▶ Outline labeling records
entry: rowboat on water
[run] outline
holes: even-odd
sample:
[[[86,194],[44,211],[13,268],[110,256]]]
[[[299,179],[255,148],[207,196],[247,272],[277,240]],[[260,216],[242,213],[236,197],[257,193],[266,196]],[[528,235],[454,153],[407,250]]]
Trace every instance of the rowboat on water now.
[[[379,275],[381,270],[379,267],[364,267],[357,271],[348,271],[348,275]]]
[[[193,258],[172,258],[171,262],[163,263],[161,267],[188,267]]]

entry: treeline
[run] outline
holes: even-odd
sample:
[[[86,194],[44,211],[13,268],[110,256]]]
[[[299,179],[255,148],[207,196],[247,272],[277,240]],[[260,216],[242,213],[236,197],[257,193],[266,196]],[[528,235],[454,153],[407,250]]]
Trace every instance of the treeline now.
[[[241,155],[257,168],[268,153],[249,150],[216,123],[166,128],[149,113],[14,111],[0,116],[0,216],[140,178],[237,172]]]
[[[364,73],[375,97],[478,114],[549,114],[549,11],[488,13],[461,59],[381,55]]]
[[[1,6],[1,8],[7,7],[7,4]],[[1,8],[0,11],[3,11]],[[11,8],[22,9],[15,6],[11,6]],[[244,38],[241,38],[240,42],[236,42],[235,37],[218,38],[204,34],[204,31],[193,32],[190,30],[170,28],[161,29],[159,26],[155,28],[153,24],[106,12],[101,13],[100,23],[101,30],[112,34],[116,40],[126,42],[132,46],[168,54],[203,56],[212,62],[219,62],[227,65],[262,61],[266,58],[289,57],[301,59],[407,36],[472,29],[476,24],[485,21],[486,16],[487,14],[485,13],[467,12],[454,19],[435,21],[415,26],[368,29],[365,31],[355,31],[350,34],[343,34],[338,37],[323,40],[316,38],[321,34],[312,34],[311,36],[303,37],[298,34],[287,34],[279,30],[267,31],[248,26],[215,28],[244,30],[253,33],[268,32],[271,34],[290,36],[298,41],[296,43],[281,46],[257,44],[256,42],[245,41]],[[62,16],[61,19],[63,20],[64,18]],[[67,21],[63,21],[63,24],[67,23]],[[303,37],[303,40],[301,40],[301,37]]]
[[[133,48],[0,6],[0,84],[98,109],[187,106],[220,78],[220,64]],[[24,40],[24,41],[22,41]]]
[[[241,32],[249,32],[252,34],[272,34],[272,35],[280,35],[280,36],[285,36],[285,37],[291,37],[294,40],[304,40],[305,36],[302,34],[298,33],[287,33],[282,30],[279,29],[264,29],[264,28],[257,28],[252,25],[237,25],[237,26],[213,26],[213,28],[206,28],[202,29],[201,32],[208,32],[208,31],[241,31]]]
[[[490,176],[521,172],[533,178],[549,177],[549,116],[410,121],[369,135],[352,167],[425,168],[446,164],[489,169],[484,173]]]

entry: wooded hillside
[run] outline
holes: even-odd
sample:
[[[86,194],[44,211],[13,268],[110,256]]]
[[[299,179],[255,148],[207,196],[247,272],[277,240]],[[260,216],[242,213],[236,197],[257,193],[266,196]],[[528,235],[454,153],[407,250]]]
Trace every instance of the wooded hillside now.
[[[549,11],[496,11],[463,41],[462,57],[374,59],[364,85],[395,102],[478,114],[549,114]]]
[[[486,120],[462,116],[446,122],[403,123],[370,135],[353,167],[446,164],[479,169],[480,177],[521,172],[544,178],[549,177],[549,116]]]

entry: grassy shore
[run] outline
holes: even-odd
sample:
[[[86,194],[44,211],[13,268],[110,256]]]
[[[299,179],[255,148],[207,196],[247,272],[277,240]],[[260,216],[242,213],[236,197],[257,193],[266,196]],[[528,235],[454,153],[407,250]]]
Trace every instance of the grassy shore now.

▶ What is needed
Return every line of the rows above with no changes.

▶ The solution
entry: rowboat on water
[run] outline
holes: even-odd
sample:
[[[86,194],[44,211],[13,268],[110,256]]]
[[[299,179],[255,148],[207,196],[247,272],[277,240]],[[260,216],[242,213],[236,197],[257,193],[266,196]],[[528,235],[454,153],[407,250]]]
Trace every instance of the rowboat on water now.
[[[379,275],[381,270],[379,267],[364,267],[357,271],[348,271],[348,275]]]
[[[193,258],[172,258],[171,262],[163,263],[161,267],[188,267]]]

entry: treeline
[run] outline
holes: even-odd
sample:
[[[86,194],[44,211],[13,268],[110,256]]]
[[[299,179],[255,148],[207,196],[247,272],[277,240]],[[260,216],[242,213],[236,197],[257,193],[266,196]],[[528,235],[454,153],[407,250]]]
Trace every instance of the treeline now.
[[[241,155],[257,168],[268,153],[249,150],[216,123],[166,128],[149,113],[14,111],[0,116],[0,216],[140,178],[237,172]]]
[[[364,73],[375,97],[478,114],[549,114],[549,11],[488,13],[461,59],[381,55]]]
[[[1,6],[1,8],[7,7],[7,4]],[[1,8],[0,11],[3,11]],[[11,8],[22,9],[15,6],[11,6]],[[244,38],[241,38],[240,42],[236,42],[235,37],[218,38],[204,34],[204,31],[193,32],[190,30],[170,28],[161,29],[159,26],[155,28],[153,24],[106,12],[101,13],[100,23],[101,30],[112,34],[116,40],[126,42],[132,46],[168,54],[203,56],[212,62],[219,62],[227,65],[262,61],[266,58],[289,57],[301,59],[407,36],[472,29],[476,24],[485,21],[486,16],[487,14],[485,13],[467,12],[454,19],[435,21],[415,26],[368,29],[365,31],[355,31],[350,34],[343,34],[338,37],[323,40],[316,38],[321,34],[312,34],[311,36],[303,37],[298,34],[287,34],[279,30],[267,31],[248,26],[215,28],[244,30],[253,33],[268,32],[271,34],[290,36],[298,41],[296,43],[281,46],[257,44],[256,42],[245,41]],[[62,16],[61,19],[63,20],[64,18]],[[67,21],[63,21],[63,24],[67,23]],[[303,37],[303,40],[301,40],[301,37]]]
[[[133,48],[0,6],[0,84],[98,109],[187,106],[220,78],[220,64]],[[24,40],[24,41],[22,41]]]
[[[241,32],[249,32],[252,34],[272,34],[272,35],[280,35],[280,36],[285,36],[285,37],[291,37],[294,40],[304,40],[305,36],[302,34],[298,33],[287,33],[282,30],[279,29],[264,29],[264,28],[257,28],[252,25],[237,25],[237,26],[213,26],[213,28],[206,28],[202,29],[201,32],[208,32],[208,31],[241,31]]]
[[[490,176],[521,172],[533,178],[549,177],[549,116],[410,121],[369,135],[352,167],[425,168],[446,164],[489,169],[484,173]]]

entry: wooded hillside
[run] outline
holes: even-odd
sample:
[[[86,194],[44,211],[13,268],[110,256]]]
[[[299,179],[255,148],[207,196],[247,272],[277,240]],[[260,216],[242,213],[236,197],[257,193],[266,196]],[[528,235],[454,153],[407,250]]]
Trace every instance of the wooded hillside now.
[[[549,11],[496,11],[463,41],[462,57],[374,59],[364,85],[395,102],[478,114],[549,114]]]
[[[486,120],[462,116],[446,122],[403,123],[370,135],[353,167],[446,164],[479,169],[480,177],[521,172],[544,178],[549,177],[549,116]]]

entry: grassy shore
[run] outline
holes: even-odd
sample:
[[[86,194],[44,211],[13,268],[110,256]]]
[[[299,179],[255,148],[207,196],[247,272],[277,240]],[[260,216],[242,213],[236,197],[257,193],[266,196]],[[528,235],[454,153],[407,250]]]
Trace every instance of the grassy shore now.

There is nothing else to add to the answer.